_Direction_:
Edit the material so that every "that would help me greatly" becomes "I would be very grateful", and leave everything else unchanged.

— begin Material —

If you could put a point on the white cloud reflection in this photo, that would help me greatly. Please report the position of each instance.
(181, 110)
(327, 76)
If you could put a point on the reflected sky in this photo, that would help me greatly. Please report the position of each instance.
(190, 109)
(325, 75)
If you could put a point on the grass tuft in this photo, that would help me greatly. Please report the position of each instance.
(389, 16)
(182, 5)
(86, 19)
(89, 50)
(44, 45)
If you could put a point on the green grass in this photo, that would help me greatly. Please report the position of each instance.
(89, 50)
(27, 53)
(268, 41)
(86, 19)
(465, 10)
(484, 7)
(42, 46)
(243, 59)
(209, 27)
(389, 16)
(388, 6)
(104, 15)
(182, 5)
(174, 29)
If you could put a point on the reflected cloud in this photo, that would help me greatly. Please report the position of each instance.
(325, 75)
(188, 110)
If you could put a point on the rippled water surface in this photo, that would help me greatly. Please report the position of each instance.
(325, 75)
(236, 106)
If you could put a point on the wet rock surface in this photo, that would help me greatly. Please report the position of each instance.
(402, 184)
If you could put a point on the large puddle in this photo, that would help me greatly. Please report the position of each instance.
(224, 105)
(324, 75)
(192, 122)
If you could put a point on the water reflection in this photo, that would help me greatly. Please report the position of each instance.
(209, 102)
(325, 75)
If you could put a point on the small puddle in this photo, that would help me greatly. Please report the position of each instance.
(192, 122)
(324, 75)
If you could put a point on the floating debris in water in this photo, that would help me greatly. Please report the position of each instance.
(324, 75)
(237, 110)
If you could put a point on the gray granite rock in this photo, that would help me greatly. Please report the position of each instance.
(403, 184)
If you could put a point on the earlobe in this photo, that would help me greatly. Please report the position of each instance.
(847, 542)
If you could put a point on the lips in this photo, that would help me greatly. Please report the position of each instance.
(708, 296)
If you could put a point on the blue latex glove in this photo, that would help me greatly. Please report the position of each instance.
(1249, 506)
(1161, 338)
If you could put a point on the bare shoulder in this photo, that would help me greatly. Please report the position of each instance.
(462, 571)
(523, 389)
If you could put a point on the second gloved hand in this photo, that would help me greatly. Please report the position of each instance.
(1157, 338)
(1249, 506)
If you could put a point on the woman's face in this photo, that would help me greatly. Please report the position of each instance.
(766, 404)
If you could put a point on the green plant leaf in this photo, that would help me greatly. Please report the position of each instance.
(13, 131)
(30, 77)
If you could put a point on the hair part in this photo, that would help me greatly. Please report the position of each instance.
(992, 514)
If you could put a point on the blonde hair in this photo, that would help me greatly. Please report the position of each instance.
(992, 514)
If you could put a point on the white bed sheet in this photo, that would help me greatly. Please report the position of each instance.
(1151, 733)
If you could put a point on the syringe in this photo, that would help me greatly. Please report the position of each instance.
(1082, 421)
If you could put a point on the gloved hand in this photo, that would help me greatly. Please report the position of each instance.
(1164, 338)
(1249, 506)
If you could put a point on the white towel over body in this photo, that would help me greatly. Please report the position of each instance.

— end Material —

_Full answer_:
If you could put a point on the white cloud reflection in this photo, I would be very grateful. Please report the position of each instance.
(181, 110)
(327, 76)
If you could put a point on the reflected sky in this photo, I would be very grateful. Please report the position of each instance.
(190, 109)
(325, 75)
If you could put a point on the grass tuft in this photo, I would be very grateful. Please report the position of each instance.
(389, 16)
(182, 5)
(86, 19)
(89, 50)
(44, 45)
If you could put a point on the green grass in this photo, I would be very grateful. Please report the position of each instance.
(89, 50)
(27, 53)
(268, 41)
(86, 19)
(465, 10)
(484, 7)
(42, 46)
(243, 59)
(209, 27)
(389, 16)
(388, 6)
(104, 15)
(182, 5)
(174, 29)
If you could put a point on the reflected cloud in this photo, I would be very grateful. Please report the position of each instance.
(325, 75)
(188, 110)
If you could put a point on the rippled water surface in this photo, I would be very grateful. Please report the position of each instance.
(325, 75)
(236, 106)
If you could put a point on the wet rock surface in this photo, I would be very grateful. Please report the position of each instance.
(402, 184)
If you could put a point on the large puddle in this photo, I would be very grateful. Please report the position of each instance.
(224, 105)
(324, 75)
(192, 122)
If you could put a point on the water reflection in this photo, I would be very grateful. Please report the position of each instance.
(209, 102)
(325, 75)
If you could put a point on the small puddle in this photo, I would be very grateful. Please report the position of each instance.
(192, 122)
(324, 75)
If you could put a point on the floating debris in water in this photo, I would be very grateful. Please report the position of each instance.
(324, 75)
(237, 110)
If you could put a point on the gray granite rock in this photo, I would be very grateful. Please report the position of each instance.
(403, 184)
If you could put a point on the earlobe in this photo, I would be very grateful. Please report the position of each instance.
(847, 542)
If you could put a point on the lips in this photo, I would be very grateful. Please report the position of each instance.
(708, 296)
If you could put a point on the blue latex glove in this photo, I would be very grateful. Please report the position of each instance.
(1249, 506)
(1161, 338)
If you could put a point on the bare shoulder in this photo, I would be very grateful. Please report the position of each instance.
(462, 571)
(523, 389)
If you could put a point on the second gloved hand in this photo, I would be very grateful. Please report the position of each instance.
(1157, 338)
(1249, 506)
If you could put a point on the woman's face in this photo, I would be very grateful. Please report the position of each instance.
(766, 404)
If you could put a point on the green plant leaf in this photo, I would be very grateful. Please report the position of each instance.
(13, 131)
(30, 77)
If you could put a point on the hair part in this photo, I would be very grateful. Please report the position of each instance.
(992, 514)
If you could put a point on the blonde hair in this photo, I would be very grateful. Please report the position of each instance.
(992, 514)
If you could put a point on the white bed sheet in this photo, I would be very grateful. Please report the position of each instance.
(1151, 733)
If you could put a point on the syringe in this photo, I would be very grateful. Please report the position of each instance.
(1082, 421)
If you could put a point on the gloved hand in this photo, I would be very grateful. Please report the position of each instance.
(1164, 338)
(1249, 506)
If you could put a point on the white towel over body in this photo, I would be very grateful. Please report the position of each instance.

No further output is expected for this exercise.